## PROBLEM
Reproduce the text of every record below word for word, leaving out the pictures.

## RECORDS FOR PROCESSING

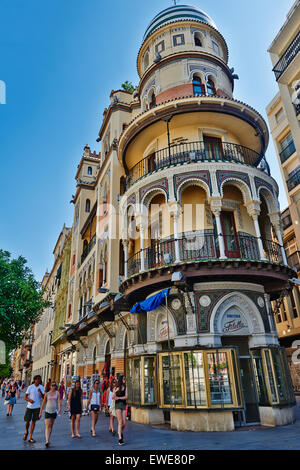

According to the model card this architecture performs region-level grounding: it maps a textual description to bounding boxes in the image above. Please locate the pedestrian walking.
[58,380,65,400]
[17,380,22,400]
[1,382,6,398]
[112,375,127,446]
[45,379,51,393]
[68,380,83,438]
[23,375,44,443]
[107,377,117,436]
[39,382,61,447]
[6,384,17,416]
[87,379,101,437]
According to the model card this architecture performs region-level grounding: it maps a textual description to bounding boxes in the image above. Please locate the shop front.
[126,284,295,431]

## SOLUTION TO THIS EXERCISE
According to the model card this architecture performs region-level grounding: it maps a textual description to bounding boxes in the image above. Please locate the pedestrian walking.
[58,380,65,400]
[17,380,22,400]
[1,382,6,398]
[112,375,127,446]
[45,379,51,393]
[68,380,83,438]
[23,375,44,443]
[107,377,117,436]
[39,382,61,447]
[6,384,17,416]
[87,379,101,437]
According to the model card this architecture performs region-level grounding: it maps a textual description to bounding boxes in the image above. Please locate the shop front.
[126,284,295,431]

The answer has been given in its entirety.